PROBLEM STATEMENT: Put the lines of the data below into a numbered list, from the line containing "Drop one marker on each instance of the eyebrow" through the last line of the data, both included. Leave out any blank lines.
Start DATA FOR THE TASK
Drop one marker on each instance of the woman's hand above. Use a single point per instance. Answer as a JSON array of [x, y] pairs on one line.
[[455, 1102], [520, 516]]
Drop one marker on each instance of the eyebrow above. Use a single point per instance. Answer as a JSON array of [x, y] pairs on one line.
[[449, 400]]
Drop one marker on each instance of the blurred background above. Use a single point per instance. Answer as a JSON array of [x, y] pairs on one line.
End DATA FOR THE TASK
THE REPLY:
1. Drop one marker on each instance of the eyebrow above. Use a single point per instance. Answer as a JSON array of [x, y] pairs on one line.
2. [[449, 400]]
3. Drop one marker on each instance of the blurred background above. Use a single point per instance. Answer as a JSON array of [x, y] pairs on one line.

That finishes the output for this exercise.